*Selected excerpt*.
ECRI: Patient identification errors common, potentially fatal

"Wrong-patient" errors are not uncommon and such mistakes may have deadly consequence, according to a new report.

Researchers from ECRI Institute, a nonprofit group focused on patient safety, examined more than 7,600 cases of wrong patient errors recorded between January 2013 and June 2015 at more than 181 facilities. They concluded that these instances, which were reported voluntarily without fear of malpractice repercussions, represent just a small portion of such errors. More than 90 percent of the mistakes were detected before patient harm occurred, according to the report, but two were fatal and others may have had similar consequences had they not been caught.

Examples included a patient who was given another’s hypertension medication at 10 times the normal dose; a patient who was not supposed to eat but was brought the wrong meal tray and nearly choked; and an infant that was infected by hepatitis after being given breast milk from the wrong mother, according to the report. One patient was not resuscitated in the operating room because doctors pulled up the wrong health record, which included a do-not-resuscitate order, according to the report.

"Although many healthcare workers doubt they will actually make a mistake in identifying their patients, ECRI Institute PSO and our partner PSOs have collected thousands of reports that show this isn't the case," William Marella, the institute’s executive director of PSO operations and analytics, said in an announcement. "We've seen that anyone on the patient's healthcare team can make an identification error, including physicians, nurses, lab technicians, pharmacists and transporters."

About 13 percent of the identification errors were made during patient registration, according to the report, and 22 percent occurred during procedures and tests. Patients’ wristbands were at times missing, unreadable or not even checked at all.

The idiosyncrasies of electronic medical records also contributed to the problem, according to the report, as EMRs may not recognize minor variations in name spellings, which can lead to duplicate patient files or the blending of data for two individuals. ECRI suggested that data-sharing among health IT systems may also be a contributing factor.

ECRI recommended that hospitals use more standard means of patient identification, which should include photographs with patient files. Clinicians and hospital leaders also should discuss potential identification errors more openly to prevent patient harm, the report's authors said.

*Work instructions*.
1. According to the article on wrong-patient errors, how many cases did the ECRI Institute researchers examine?
2. In the article on wrong-patient errors, rewrite the paragraph beginning "The idiosyncrasies of electronic medical records" more briefly, keeping its main facts.

*Collection entries*.
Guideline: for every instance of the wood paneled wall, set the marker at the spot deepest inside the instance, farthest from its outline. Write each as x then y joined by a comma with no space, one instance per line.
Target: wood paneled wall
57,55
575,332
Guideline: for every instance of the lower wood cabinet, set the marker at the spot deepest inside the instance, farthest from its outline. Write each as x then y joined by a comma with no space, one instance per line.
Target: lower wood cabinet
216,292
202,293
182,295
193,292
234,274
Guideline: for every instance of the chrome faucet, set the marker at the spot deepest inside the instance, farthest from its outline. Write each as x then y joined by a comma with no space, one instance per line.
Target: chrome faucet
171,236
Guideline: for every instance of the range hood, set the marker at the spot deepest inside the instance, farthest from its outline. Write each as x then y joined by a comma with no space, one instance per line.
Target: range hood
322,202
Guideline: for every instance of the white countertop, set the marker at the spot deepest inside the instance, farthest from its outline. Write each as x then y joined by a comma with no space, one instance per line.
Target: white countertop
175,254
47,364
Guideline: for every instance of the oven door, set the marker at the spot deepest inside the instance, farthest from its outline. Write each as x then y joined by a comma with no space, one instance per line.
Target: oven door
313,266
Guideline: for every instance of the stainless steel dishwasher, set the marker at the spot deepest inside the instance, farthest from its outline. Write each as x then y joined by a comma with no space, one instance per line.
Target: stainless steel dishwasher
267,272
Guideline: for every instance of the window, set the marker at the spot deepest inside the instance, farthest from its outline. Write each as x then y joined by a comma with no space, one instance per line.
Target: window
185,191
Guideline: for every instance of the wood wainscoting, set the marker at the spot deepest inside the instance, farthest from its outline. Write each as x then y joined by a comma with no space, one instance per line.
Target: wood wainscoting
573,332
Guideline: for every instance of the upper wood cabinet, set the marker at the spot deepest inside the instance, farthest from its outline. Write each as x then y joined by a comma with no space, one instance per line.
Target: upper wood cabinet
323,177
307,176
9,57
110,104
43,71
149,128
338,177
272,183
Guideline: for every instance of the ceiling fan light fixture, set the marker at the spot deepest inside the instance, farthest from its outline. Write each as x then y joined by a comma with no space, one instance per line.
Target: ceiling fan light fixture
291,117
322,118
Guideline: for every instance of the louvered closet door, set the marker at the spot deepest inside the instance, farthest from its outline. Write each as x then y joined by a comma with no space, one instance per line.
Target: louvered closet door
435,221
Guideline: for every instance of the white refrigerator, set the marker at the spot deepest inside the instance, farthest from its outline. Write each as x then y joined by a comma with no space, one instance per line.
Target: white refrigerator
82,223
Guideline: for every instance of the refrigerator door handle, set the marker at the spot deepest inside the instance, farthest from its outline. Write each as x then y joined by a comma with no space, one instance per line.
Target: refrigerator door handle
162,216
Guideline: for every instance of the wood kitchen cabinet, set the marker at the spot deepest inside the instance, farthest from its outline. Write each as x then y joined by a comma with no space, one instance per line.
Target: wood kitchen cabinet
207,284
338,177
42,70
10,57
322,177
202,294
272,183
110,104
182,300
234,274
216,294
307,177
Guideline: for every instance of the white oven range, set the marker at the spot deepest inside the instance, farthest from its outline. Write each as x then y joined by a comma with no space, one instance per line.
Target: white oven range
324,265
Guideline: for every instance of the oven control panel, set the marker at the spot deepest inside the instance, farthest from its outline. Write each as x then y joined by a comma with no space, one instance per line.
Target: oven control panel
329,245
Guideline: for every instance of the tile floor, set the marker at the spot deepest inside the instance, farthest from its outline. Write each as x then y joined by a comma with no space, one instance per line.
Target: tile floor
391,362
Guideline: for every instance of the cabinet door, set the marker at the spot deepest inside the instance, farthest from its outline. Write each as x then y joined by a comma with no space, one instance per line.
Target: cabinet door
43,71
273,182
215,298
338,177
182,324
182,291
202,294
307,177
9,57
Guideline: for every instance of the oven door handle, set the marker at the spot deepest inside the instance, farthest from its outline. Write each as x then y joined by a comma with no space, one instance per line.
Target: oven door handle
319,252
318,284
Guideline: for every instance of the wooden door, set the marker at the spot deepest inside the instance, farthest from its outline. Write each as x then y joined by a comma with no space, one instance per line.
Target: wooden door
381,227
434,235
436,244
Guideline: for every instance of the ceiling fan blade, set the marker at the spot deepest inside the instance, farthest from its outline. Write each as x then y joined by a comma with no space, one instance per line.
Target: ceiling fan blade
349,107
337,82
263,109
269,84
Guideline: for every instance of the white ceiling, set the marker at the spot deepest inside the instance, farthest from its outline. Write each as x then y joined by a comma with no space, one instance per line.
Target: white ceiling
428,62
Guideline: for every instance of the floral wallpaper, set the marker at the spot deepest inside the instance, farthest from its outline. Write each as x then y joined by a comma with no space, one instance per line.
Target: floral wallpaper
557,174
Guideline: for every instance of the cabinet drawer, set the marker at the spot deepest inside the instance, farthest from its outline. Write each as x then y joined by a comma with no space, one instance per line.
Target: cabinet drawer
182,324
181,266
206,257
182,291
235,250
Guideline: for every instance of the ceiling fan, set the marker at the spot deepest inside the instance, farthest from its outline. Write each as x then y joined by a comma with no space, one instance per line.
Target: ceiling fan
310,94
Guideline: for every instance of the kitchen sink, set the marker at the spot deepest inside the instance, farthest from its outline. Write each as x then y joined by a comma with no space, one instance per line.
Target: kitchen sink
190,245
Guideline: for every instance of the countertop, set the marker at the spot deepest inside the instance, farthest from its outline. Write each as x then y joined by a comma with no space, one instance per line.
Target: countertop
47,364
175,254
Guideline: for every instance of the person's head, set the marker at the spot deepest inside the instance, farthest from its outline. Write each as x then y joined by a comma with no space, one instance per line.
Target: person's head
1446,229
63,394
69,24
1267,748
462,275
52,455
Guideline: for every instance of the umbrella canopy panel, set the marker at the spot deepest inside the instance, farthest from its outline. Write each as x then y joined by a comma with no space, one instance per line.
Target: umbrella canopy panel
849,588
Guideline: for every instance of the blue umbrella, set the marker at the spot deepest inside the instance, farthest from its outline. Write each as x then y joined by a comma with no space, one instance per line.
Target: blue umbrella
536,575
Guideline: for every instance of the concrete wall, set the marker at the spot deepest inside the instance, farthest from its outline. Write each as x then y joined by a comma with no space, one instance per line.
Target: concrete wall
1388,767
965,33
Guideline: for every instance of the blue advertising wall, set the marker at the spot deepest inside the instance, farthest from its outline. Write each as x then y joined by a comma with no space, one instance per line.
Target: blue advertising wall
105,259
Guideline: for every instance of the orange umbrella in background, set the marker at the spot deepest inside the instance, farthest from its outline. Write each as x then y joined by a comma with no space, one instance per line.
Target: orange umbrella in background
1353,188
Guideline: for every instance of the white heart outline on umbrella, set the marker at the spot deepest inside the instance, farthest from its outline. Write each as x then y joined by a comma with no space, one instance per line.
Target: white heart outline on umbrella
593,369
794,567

*Solved tasks*.
1. More than 7,600 cases.

2. Electronic medical records added to the problem because they may miss small differences in how names are spelled. This can create duplicate patient files or mix two people's data. ECRI suggested that data-sharing among health IT systems may also contribute.